═══ RECORDS

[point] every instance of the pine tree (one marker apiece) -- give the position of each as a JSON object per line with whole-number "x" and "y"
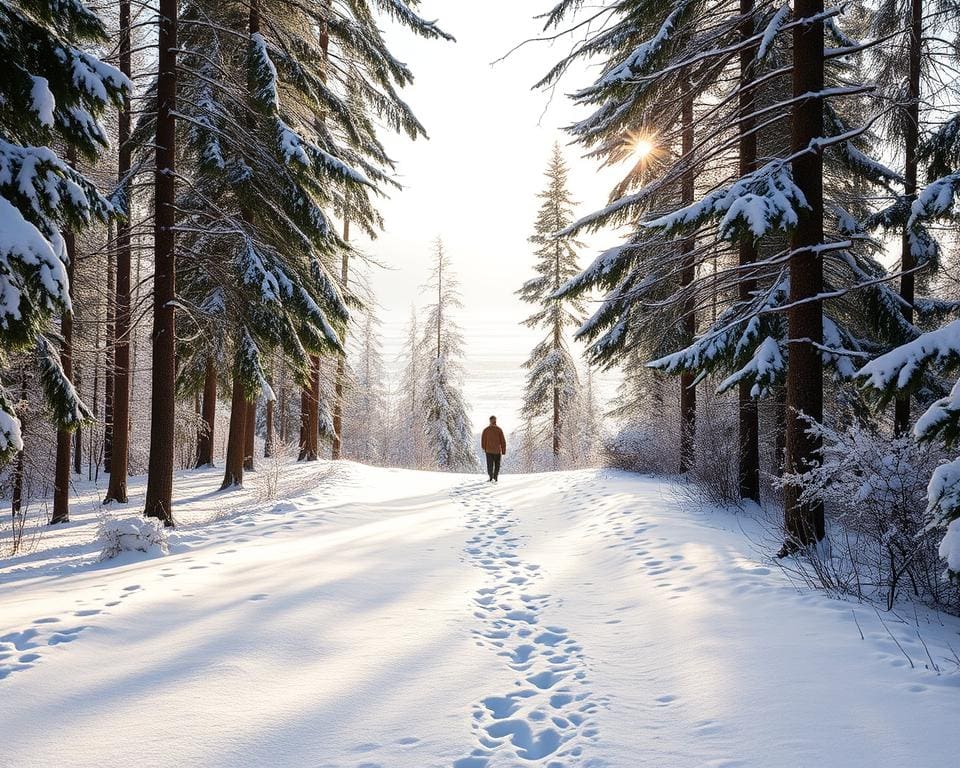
{"x": 365, "y": 401}
{"x": 553, "y": 384}
{"x": 159, "y": 497}
{"x": 267, "y": 178}
{"x": 411, "y": 422}
{"x": 913, "y": 125}
{"x": 449, "y": 432}
{"x": 118, "y": 418}
{"x": 52, "y": 94}
{"x": 756, "y": 207}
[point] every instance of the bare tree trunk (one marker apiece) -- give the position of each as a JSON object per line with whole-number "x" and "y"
{"x": 310, "y": 401}
{"x": 804, "y": 522}
{"x": 61, "y": 482}
{"x": 163, "y": 394}
{"x": 249, "y": 435}
{"x": 16, "y": 498}
{"x": 749, "y": 417}
{"x": 120, "y": 420}
{"x": 268, "y": 440}
{"x": 78, "y": 432}
{"x": 688, "y": 392}
{"x": 233, "y": 464}
{"x": 208, "y": 415}
{"x": 304, "y": 421}
{"x": 342, "y": 357}
{"x": 901, "y": 420}
{"x": 313, "y": 423}
{"x": 109, "y": 342}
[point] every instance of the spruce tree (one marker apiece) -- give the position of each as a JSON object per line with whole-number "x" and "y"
{"x": 52, "y": 94}
{"x": 553, "y": 385}
{"x": 449, "y": 432}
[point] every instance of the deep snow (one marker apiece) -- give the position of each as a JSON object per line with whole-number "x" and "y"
{"x": 400, "y": 619}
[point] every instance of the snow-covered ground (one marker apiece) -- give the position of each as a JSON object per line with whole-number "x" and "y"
{"x": 381, "y": 618}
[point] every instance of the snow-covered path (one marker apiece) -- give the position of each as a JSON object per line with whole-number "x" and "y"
{"x": 393, "y": 619}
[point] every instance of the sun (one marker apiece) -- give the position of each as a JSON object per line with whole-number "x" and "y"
{"x": 641, "y": 148}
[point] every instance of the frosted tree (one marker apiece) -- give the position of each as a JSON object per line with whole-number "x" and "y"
{"x": 282, "y": 108}
{"x": 898, "y": 373}
{"x": 365, "y": 425}
{"x": 913, "y": 70}
{"x": 772, "y": 213}
{"x": 53, "y": 93}
{"x": 553, "y": 385}
{"x": 411, "y": 422}
{"x": 449, "y": 432}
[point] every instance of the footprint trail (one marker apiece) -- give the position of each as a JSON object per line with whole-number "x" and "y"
{"x": 548, "y": 718}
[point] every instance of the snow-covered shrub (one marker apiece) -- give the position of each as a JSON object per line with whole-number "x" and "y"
{"x": 714, "y": 476}
{"x": 645, "y": 448}
{"x": 131, "y": 534}
{"x": 270, "y": 470}
{"x": 874, "y": 486}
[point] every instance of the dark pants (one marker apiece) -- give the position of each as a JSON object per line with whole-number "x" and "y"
{"x": 493, "y": 465}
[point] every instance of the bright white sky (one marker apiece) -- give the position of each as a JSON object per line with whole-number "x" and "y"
{"x": 475, "y": 184}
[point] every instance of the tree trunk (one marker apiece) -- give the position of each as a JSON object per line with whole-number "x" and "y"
{"x": 206, "y": 435}
{"x": 342, "y": 357}
{"x": 249, "y": 435}
{"x": 120, "y": 421}
{"x": 901, "y": 420}
{"x": 310, "y": 414}
{"x": 310, "y": 400}
{"x": 749, "y": 424}
{"x": 78, "y": 432}
{"x": 268, "y": 440}
{"x": 780, "y": 433}
{"x": 304, "y": 421}
{"x": 804, "y": 522}
{"x": 61, "y": 482}
{"x": 233, "y": 464}
{"x": 163, "y": 393}
{"x": 688, "y": 392}
{"x": 16, "y": 498}
{"x": 109, "y": 342}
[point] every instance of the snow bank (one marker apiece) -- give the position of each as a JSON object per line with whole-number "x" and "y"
{"x": 131, "y": 534}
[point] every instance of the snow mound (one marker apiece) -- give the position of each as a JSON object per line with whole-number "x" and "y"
{"x": 131, "y": 534}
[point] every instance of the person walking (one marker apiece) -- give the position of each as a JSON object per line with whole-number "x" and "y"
{"x": 494, "y": 444}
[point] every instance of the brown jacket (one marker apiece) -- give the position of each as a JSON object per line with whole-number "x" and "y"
{"x": 493, "y": 441}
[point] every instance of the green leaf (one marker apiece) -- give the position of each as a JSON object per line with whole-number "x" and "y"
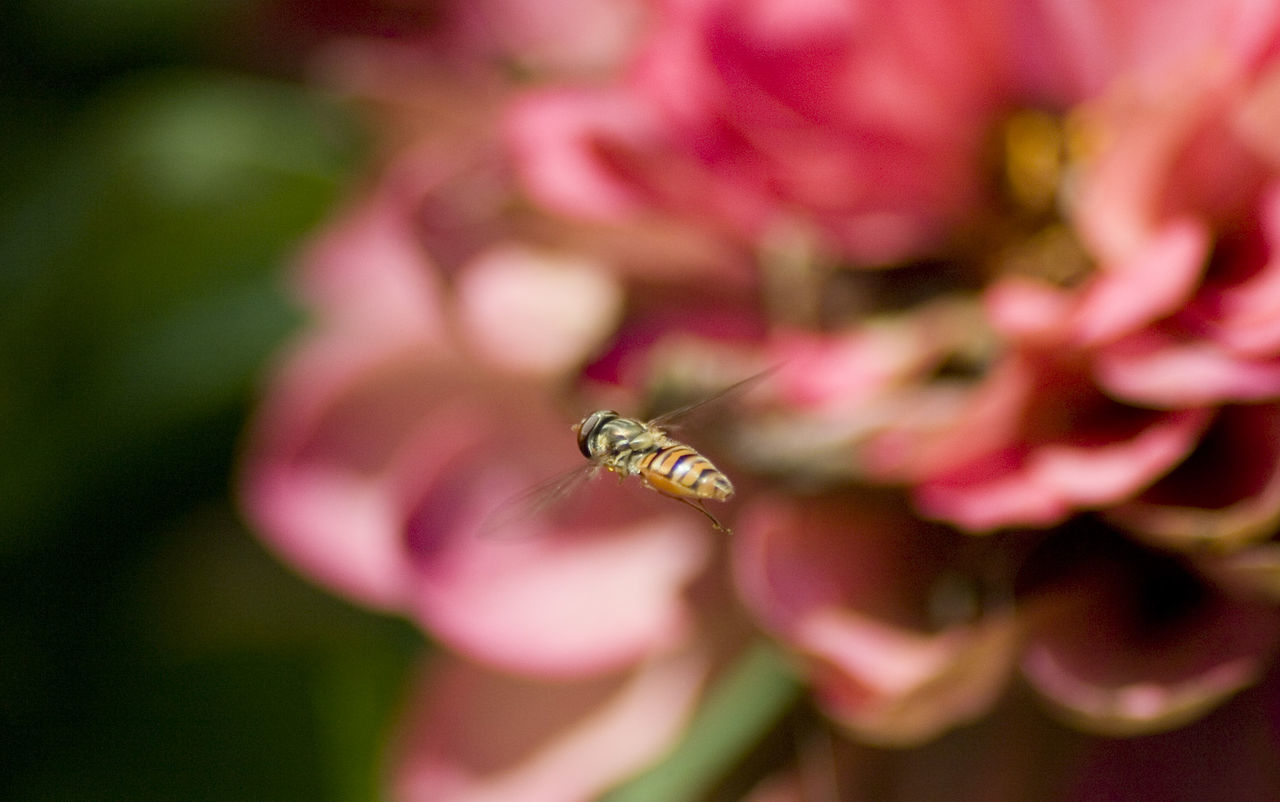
{"x": 754, "y": 695}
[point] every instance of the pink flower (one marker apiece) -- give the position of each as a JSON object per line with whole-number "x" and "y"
{"x": 1013, "y": 266}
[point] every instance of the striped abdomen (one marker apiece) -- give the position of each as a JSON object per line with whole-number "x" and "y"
{"x": 677, "y": 470}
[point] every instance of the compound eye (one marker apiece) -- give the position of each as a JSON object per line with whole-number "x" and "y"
{"x": 590, "y": 427}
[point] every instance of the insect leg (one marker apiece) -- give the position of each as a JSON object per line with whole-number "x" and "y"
{"x": 703, "y": 509}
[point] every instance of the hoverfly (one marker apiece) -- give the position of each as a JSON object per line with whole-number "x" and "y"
{"x": 630, "y": 447}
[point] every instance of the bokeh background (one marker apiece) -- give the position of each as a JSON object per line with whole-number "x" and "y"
{"x": 164, "y": 161}
{"x": 161, "y": 160}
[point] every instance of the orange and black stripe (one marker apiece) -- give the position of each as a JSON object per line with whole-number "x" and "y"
{"x": 680, "y": 471}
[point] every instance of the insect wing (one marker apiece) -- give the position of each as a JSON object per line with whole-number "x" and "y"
{"x": 682, "y": 413}
{"x": 540, "y": 499}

══════

Copy each line above precisely, dropping the pictures.

* _CORRECT RESPONSE_:
[point] every instance of the pine tree (one marker apiece) -- give the position of each as a JSON object per line with whole-number "x" and "y"
{"x": 365, "y": 401}
{"x": 553, "y": 384}
{"x": 159, "y": 497}
{"x": 267, "y": 178}
{"x": 411, "y": 422}
{"x": 913, "y": 125}
{"x": 449, "y": 432}
{"x": 118, "y": 418}
{"x": 52, "y": 94}
{"x": 756, "y": 207}
[point] every instance of the bare tree trunk (one marker apiece) -- give the position of each as a JSON object per line with whole-number "x" and "y"
{"x": 310, "y": 401}
{"x": 804, "y": 522}
{"x": 61, "y": 482}
{"x": 163, "y": 394}
{"x": 249, "y": 435}
{"x": 16, "y": 498}
{"x": 749, "y": 417}
{"x": 120, "y": 420}
{"x": 268, "y": 440}
{"x": 78, "y": 432}
{"x": 688, "y": 392}
{"x": 233, "y": 464}
{"x": 208, "y": 415}
{"x": 304, "y": 421}
{"x": 342, "y": 357}
{"x": 901, "y": 420}
{"x": 313, "y": 423}
{"x": 109, "y": 342}
[point] every instance of the spruce tree (one marker apiece) -- give the position of each as a JSON object per line with whole-number "x" and "y"
{"x": 52, "y": 94}
{"x": 553, "y": 385}
{"x": 449, "y": 432}
[point] every instance of the deep snow (one marker apiece) -- give the position of each as a JSON object per line with whole-number "x" and "y"
{"x": 400, "y": 619}
[point] every instance of the snow-covered ground (one marker apiece) -- give the position of each as a JSON object per line with whole-number "x" and "y"
{"x": 381, "y": 618}
[point] every instance of the snow-covered path (one marker apiece) -- give the position of each as a JSON object per line with whole-number "x" and "y"
{"x": 393, "y": 619}
[point] every instance of the sun (one marker apiece) -- give the position of each as a JSON object per line with whole-number "x" and "y"
{"x": 641, "y": 148}
[point] every instance of the frosted tree (one marker apiece) -- give the position of each as a JSON object per line with whole-number "x" and "y"
{"x": 282, "y": 108}
{"x": 898, "y": 373}
{"x": 365, "y": 425}
{"x": 913, "y": 70}
{"x": 772, "y": 213}
{"x": 53, "y": 93}
{"x": 553, "y": 385}
{"x": 411, "y": 422}
{"x": 449, "y": 432}
[point] every instance of the footprint trail (one marker apiece) -- give the position of each as a JSON object per line with whole-number "x" and "y"
{"x": 548, "y": 718}
[point] every instance of the snow-covered shrub (one marker apiece) -- give the position of each as a JSON object per line with whole-number "x" and "y"
{"x": 714, "y": 476}
{"x": 645, "y": 448}
{"x": 131, "y": 534}
{"x": 270, "y": 470}
{"x": 874, "y": 486}
[point] every instance of the dark pants (one marker apiece) -- give the position of each as a JSON object per line with whole-number "x" and "y"
{"x": 493, "y": 465}
[point] every instance of the bright white sky (one marker apiece) -- give the position of each as a JSON object per line with whole-number "x" and "y"
{"x": 475, "y": 184}
[point] every instance of the tree trunk (one marker apiece) -- give the position of each as a JSON object per line with whole-number "x" and "y"
{"x": 206, "y": 435}
{"x": 342, "y": 357}
{"x": 249, "y": 435}
{"x": 120, "y": 421}
{"x": 901, "y": 420}
{"x": 310, "y": 414}
{"x": 310, "y": 400}
{"x": 749, "y": 424}
{"x": 78, "y": 432}
{"x": 268, "y": 440}
{"x": 780, "y": 433}
{"x": 304, "y": 421}
{"x": 804, "y": 522}
{"x": 61, "y": 482}
{"x": 233, "y": 464}
{"x": 163, "y": 393}
{"x": 688, "y": 392}
{"x": 16, "y": 498}
{"x": 109, "y": 342}
[point] every instance of the snow bank (one marker apiece) -- give the position of each as a JSON object per line with whole-number "x" and "y"
{"x": 131, "y": 534}
[point] every instance of the snow mound (one marker apiece) -- give the position of each as a JSON object per line with whole-number "x" and "y"
{"x": 131, "y": 534}
[point] every instance of the person walking (one marker apiece) -- give the position of each as a JSON object per line with whole-number "x" and "y"
{"x": 494, "y": 444}
[point] every instance of the brown jacket (one marker apiece) -- give the position of each as a JSON object per line with whole-number "x" and "y"
{"x": 493, "y": 441}
[point] every instance of the green leaf (one marker apiece) -- give the position of each as a JSON object per line with whole-number "x" and "y"
{"x": 754, "y": 695}
[point] every instance of the pink flower (one marker apiece) -- give the position of each as a JSON object per line with whole-number "x" and "y"
{"x": 1013, "y": 266}
[point] every instance of the striped abdomen (one marker apiece) -- give the position of each as a JSON object per line with whole-number "x" and "y"
{"x": 677, "y": 470}
[point] every instance of the compound eye (one marker apiece) -- give the position of each as a JSON object per line with whole-number "x" and "y"
{"x": 590, "y": 427}
[point] every instance of the insect leg (one marker apiece) -- give the position of each as a JSON object per line with whole-number "x" and "y"
{"x": 703, "y": 509}
[point] every instance of the hoverfly (one marker apiece) -- give the position of each as a JSON object per line with whole-number "x" and "y"
{"x": 630, "y": 447}
[point] every instance of the bokeh background (one marker apiece) -- give the position of each as a JSON object per line with whole-number "x" and "y"
{"x": 164, "y": 161}
{"x": 161, "y": 160}
[point] every instance of the orange and black stripe (one marker apiece) -- give the position of each as a JSON object per line with whole-number "x" and "y"
{"x": 680, "y": 471}
[point] every instance of the insect wing (one marker apiece) -- give the position of each as a JSON object per line with whole-number "x" and "y"
{"x": 682, "y": 413}
{"x": 540, "y": 499}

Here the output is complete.